• _Work to be completed_: Reproduce the material that follows, keeping every line exactly as it is.

● ● ● ●

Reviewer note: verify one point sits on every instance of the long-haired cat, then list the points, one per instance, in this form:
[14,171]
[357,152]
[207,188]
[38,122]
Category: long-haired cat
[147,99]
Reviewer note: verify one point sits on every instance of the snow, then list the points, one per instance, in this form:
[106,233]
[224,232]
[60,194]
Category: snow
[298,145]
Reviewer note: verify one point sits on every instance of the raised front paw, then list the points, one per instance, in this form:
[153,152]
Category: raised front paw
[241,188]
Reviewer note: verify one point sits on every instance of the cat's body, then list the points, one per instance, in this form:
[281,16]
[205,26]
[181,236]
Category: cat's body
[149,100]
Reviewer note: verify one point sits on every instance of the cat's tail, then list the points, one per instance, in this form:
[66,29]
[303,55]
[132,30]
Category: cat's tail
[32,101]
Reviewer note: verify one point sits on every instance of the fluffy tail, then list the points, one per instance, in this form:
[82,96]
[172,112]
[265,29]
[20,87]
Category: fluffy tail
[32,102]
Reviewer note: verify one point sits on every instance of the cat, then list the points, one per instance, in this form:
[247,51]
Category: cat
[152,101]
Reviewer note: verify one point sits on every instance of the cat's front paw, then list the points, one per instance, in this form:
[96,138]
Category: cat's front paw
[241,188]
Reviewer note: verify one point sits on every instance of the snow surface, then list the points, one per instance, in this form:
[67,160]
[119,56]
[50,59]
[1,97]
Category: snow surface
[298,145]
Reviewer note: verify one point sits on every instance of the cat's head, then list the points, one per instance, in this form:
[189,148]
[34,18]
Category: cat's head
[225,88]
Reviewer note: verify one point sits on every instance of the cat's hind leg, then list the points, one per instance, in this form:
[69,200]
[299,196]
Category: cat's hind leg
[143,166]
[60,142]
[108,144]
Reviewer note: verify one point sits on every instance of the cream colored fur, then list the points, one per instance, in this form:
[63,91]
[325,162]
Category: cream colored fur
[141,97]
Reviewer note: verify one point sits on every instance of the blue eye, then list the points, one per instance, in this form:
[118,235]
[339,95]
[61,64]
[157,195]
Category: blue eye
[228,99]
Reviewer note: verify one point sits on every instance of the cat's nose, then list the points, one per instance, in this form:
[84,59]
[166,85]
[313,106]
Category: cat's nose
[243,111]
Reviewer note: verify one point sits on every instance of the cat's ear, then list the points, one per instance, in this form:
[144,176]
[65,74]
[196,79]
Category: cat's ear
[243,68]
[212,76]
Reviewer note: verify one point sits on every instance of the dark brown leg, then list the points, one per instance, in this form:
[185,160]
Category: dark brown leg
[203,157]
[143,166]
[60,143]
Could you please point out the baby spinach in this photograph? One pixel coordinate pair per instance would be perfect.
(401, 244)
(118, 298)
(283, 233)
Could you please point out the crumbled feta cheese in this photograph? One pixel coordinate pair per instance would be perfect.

● ● ● ●

• _Solution to the exercise_:
Reviewer note: verify one point sits on every instance of the long-haired cat, then list the points, one per instance, in this form:
[14,171]
[357,152]
[207,188]
[38,122]
Category: long-haired cat
[147,99]
Reviewer note: verify one point sits on every instance of the snow, then list the points, one per instance, in this form:
[106,233]
[224,232]
[60,194]
Category: snow
[298,145]
Reviewer note: verify one point sits on every instance of the raised front paw, then list the points, one per instance, in this form:
[153,152]
Category: raised front paw
[241,188]
Reviewer note: verify one point sits on every instance of the cat's body, then list the points, one per instance, in this form:
[281,16]
[205,26]
[181,236]
Category: cat's body
[149,100]
Reviewer note: verify one point sits on every instance of the cat's tail, then list the points, one per instance, in this form:
[66,29]
[303,55]
[132,30]
Category: cat's tail
[32,101]
Reviewer note: verify one point sits on every instance of the fluffy tail, then list the points, one per instance, in this form:
[82,96]
[172,112]
[265,29]
[20,87]
Category: fluffy tail
[32,102]
Reviewer note: verify one point sits on every instance of the cat, then list the points, one per instance, in this form:
[247,51]
Category: cat
[152,101]
Reviewer note: verify one point sits on every instance of the cat's front paw, then list the points, one per instance, in this form:
[96,138]
Category: cat's front paw
[241,188]
Reviewer note: verify one point sits on every instance of the snow surface, then list the points, one per instance, in this form:
[67,160]
[119,56]
[50,59]
[1,97]
Category: snow surface
[298,145]
Reviewer note: verify one point sits on every instance of the cat's head, then list the points, one per instance, in this form:
[189,148]
[34,18]
Category: cat's head
[225,88]
Reviewer note: verify one point sits on every instance of the cat's hind leg, then list the points, one per instance, in this form:
[69,200]
[299,196]
Category: cat's hind leg
[143,166]
[60,142]
[108,144]
Reviewer note: verify one point sits on every instance of the cream colored fur, then list the points, one per instance, in this form:
[63,91]
[325,162]
Category: cream colored fur
[141,97]
Reviewer note: verify one point sits on every instance of the blue eye, then list the points, one per instance, in this form:
[118,235]
[339,95]
[61,64]
[157,195]
Category: blue eye
[228,99]
Reviewer note: verify one point sits on every instance of the cat's nose, then list the points, one per instance, in this form:
[84,59]
[166,85]
[313,106]
Category: cat's nose
[243,111]
Reviewer note: verify one point sits on every instance of the cat's ear, then list the points, one per instance, in this form:
[144,176]
[65,74]
[196,79]
Category: cat's ear
[243,68]
[212,76]
Reviewer note: verify one point sits on every instance of the dark brown leg, then list the points, one per instance, in this form:
[185,160]
Category: dark brown leg
[203,157]
[143,166]
[60,143]
Could you please point out the baby spinach in this photograph? One pixel coordinate pair per instance would be perfect.
(401, 244)
(118, 298)
(283, 233)
Could you please point out the crumbled feta cheese in this photograph? One pixel coordinate pair per instance would be perfect.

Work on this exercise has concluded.